_WHAT YOU WILL DO_: Write out the part of the records that opens with the line containing "TARGET = hiker silhouette" and runs through the end of the records, keeping every line exactly as it appears.

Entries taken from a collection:
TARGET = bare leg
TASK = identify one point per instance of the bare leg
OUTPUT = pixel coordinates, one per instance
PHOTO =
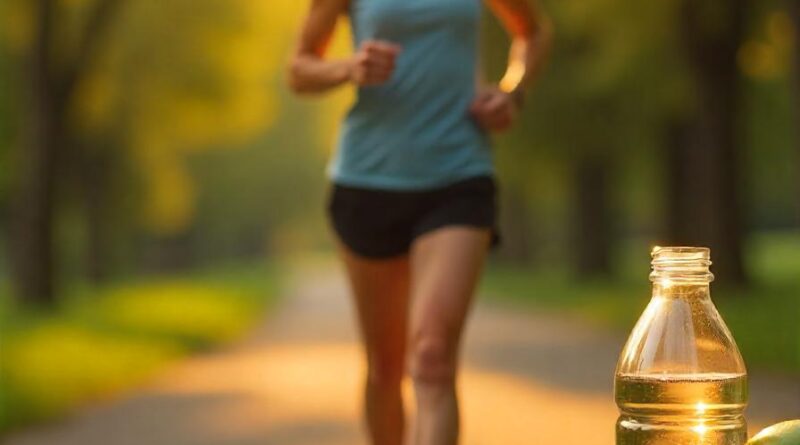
(445, 266)
(380, 289)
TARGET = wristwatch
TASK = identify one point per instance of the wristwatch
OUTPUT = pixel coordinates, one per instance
(518, 97)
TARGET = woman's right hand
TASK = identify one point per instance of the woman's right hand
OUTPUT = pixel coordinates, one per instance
(373, 63)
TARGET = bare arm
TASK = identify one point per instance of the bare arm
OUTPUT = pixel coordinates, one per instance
(494, 108)
(310, 72)
(531, 35)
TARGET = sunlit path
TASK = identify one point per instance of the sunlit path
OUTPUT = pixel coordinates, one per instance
(528, 380)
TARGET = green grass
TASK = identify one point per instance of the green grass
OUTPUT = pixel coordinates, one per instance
(764, 317)
(105, 340)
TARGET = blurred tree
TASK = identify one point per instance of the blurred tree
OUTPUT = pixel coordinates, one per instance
(794, 11)
(50, 84)
(707, 172)
(115, 127)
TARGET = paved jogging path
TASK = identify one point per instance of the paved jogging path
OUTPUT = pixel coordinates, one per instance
(528, 379)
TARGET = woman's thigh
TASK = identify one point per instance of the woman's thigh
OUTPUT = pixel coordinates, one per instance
(380, 289)
(445, 267)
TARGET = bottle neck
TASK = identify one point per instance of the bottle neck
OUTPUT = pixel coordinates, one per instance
(681, 271)
(667, 289)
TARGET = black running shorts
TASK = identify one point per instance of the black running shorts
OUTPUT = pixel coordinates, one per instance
(382, 223)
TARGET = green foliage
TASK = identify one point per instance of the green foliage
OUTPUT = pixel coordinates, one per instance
(763, 318)
(105, 340)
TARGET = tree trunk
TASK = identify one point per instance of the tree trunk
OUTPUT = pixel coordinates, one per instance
(714, 31)
(516, 230)
(48, 89)
(794, 12)
(592, 226)
(33, 199)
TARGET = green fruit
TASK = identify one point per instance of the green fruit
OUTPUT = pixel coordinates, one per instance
(784, 433)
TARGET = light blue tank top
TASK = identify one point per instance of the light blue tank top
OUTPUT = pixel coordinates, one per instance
(414, 132)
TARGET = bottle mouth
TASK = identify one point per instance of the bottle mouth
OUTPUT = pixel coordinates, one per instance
(681, 264)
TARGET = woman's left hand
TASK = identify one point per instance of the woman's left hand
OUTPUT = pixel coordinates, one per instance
(493, 109)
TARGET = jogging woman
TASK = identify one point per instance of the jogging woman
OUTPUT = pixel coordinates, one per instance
(413, 196)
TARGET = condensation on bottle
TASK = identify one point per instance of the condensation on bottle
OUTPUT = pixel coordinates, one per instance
(680, 378)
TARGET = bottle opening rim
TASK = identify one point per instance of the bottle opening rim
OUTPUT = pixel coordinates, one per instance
(681, 264)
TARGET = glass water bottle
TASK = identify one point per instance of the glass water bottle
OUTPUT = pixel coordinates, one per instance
(680, 378)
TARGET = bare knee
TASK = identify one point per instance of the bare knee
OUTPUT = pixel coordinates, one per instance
(385, 373)
(433, 362)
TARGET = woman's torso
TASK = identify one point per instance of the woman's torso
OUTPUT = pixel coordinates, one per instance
(415, 132)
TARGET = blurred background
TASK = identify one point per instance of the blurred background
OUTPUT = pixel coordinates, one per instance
(158, 182)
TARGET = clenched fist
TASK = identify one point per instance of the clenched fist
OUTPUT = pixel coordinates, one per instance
(373, 63)
(493, 109)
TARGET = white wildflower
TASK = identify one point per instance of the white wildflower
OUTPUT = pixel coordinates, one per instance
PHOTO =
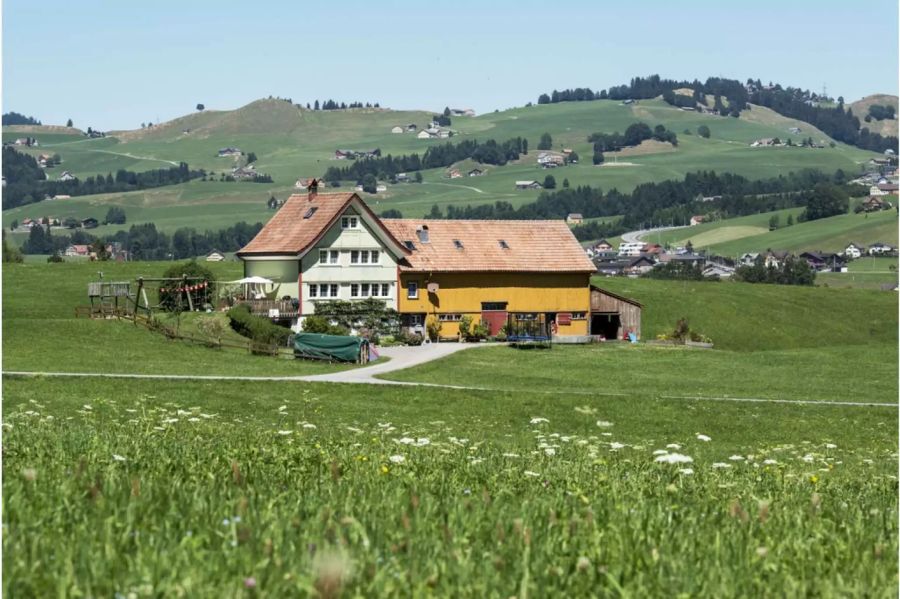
(674, 458)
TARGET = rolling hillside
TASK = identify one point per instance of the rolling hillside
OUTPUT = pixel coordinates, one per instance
(291, 142)
(861, 108)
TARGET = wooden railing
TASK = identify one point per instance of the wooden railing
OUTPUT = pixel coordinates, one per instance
(285, 309)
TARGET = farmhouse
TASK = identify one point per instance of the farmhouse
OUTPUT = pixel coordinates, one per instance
(854, 250)
(322, 247)
(528, 185)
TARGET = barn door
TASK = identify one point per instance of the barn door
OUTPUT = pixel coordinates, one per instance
(494, 315)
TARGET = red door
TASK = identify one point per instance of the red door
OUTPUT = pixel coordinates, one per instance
(494, 319)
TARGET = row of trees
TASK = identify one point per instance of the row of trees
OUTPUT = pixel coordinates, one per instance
(332, 105)
(14, 118)
(387, 167)
(838, 122)
(26, 183)
(791, 271)
(650, 87)
(662, 202)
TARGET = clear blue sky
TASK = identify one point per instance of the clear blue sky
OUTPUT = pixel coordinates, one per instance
(113, 64)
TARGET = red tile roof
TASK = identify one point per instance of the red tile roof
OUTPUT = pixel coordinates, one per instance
(288, 233)
(533, 246)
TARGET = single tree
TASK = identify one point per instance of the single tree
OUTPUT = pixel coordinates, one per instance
(546, 142)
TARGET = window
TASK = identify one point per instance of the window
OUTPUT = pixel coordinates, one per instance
(493, 306)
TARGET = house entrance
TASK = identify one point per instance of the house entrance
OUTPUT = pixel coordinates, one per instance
(609, 325)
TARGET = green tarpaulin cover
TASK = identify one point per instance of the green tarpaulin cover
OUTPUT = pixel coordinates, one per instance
(329, 347)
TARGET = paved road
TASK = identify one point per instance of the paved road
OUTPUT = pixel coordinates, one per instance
(634, 236)
(400, 357)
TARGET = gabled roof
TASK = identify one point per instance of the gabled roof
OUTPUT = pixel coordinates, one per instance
(288, 233)
(532, 246)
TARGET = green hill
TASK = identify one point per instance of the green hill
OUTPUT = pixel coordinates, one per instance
(291, 142)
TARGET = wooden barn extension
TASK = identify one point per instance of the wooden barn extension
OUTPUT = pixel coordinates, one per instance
(614, 316)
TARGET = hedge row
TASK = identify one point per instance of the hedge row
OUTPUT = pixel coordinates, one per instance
(257, 328)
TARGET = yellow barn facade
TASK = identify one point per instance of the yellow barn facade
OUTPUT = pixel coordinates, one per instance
(322, 247)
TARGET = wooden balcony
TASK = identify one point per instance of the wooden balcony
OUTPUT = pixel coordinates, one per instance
(275, 309)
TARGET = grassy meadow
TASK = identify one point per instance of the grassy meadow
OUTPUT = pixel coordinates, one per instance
(292, 143)
(609, 470)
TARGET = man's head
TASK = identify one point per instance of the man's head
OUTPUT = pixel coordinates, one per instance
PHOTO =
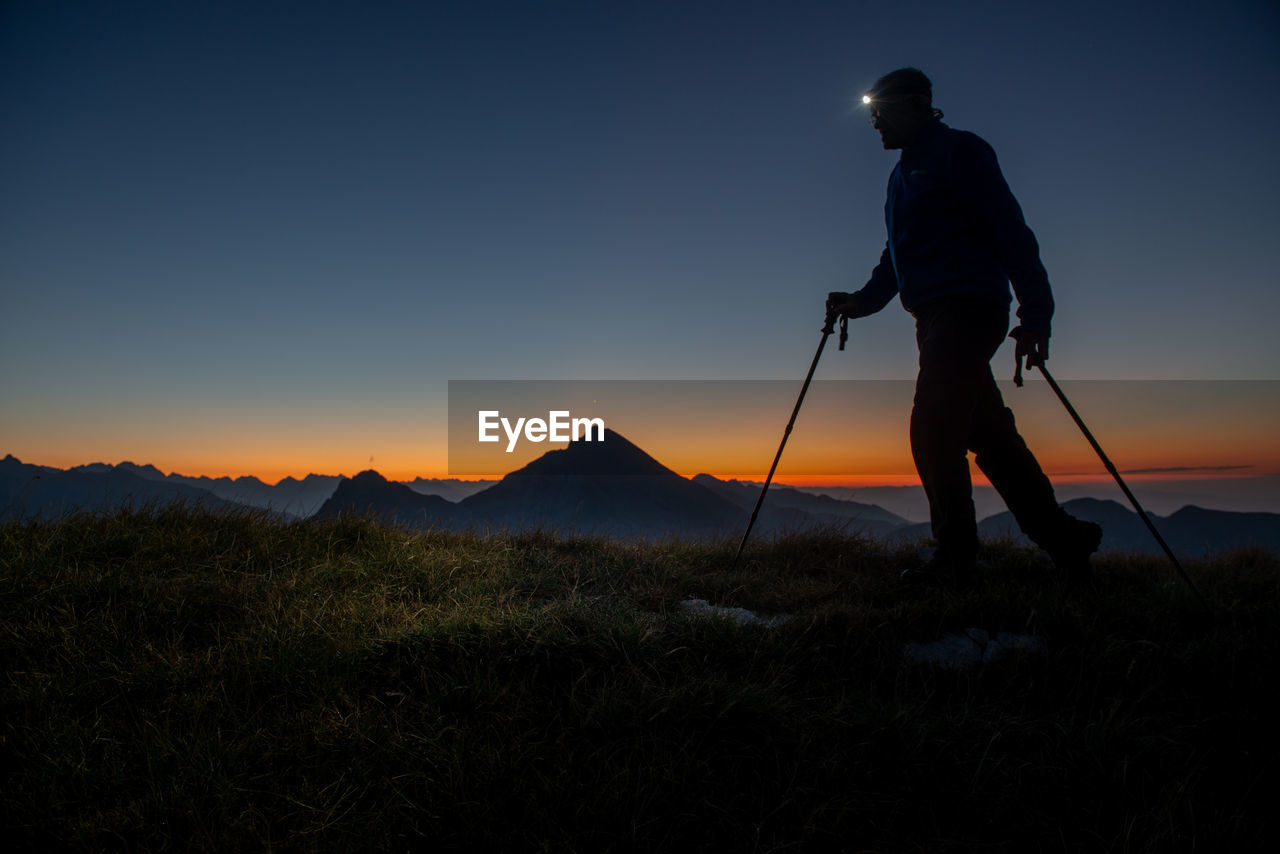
(901, 105)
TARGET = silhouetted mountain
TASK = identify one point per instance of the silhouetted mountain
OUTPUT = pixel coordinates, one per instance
(609, 487)
(289, 496)
(393, 503)
(39, 492)
(786, 507)
(1192, 531)
(297, 498)
(448, 488)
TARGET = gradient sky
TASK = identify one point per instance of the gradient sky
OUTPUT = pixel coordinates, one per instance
(261, 237)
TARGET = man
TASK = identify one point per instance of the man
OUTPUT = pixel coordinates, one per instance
(956, 240)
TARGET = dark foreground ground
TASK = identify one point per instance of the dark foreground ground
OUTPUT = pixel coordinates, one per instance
(179, 680)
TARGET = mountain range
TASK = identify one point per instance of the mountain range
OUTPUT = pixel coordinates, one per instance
(606, 488)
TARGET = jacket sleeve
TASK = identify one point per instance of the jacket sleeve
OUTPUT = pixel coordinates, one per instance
(986, 193)
(880, 290)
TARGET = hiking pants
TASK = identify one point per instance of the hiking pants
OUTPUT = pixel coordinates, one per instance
(958, 409)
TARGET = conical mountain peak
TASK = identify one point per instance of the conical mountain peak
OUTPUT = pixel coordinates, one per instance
(615, 455)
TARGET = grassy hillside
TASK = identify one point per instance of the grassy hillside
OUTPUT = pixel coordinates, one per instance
(219, 681)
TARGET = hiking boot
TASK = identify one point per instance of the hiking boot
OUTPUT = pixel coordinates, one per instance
(941, 571)
(1070, 555)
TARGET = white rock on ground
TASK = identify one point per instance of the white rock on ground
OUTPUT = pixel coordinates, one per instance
(741, 616)
(970, 648)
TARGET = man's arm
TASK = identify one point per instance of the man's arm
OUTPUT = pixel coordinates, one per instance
(872, 296)
(986, 192)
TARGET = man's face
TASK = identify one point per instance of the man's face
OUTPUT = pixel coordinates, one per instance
(885, 120)
(899, 122)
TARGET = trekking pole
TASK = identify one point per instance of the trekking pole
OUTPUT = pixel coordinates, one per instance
(1111, 467)
(826, 332)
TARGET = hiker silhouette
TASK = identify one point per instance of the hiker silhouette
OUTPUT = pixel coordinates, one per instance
(956, 241)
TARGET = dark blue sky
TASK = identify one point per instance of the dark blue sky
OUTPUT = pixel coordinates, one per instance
(257, 215)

_ANSWER_:
TARGET = hiker silhouette
TASK = identify one point per instance of the hiker silhouette
OUTPUT = pixel coordinates, one per instance
(956, 241)
TARGET = dark blue sky
TASK = identify one point per instance of the dark blue sky
OUTPUT = pixel coordinates, one per instance
(257, 215)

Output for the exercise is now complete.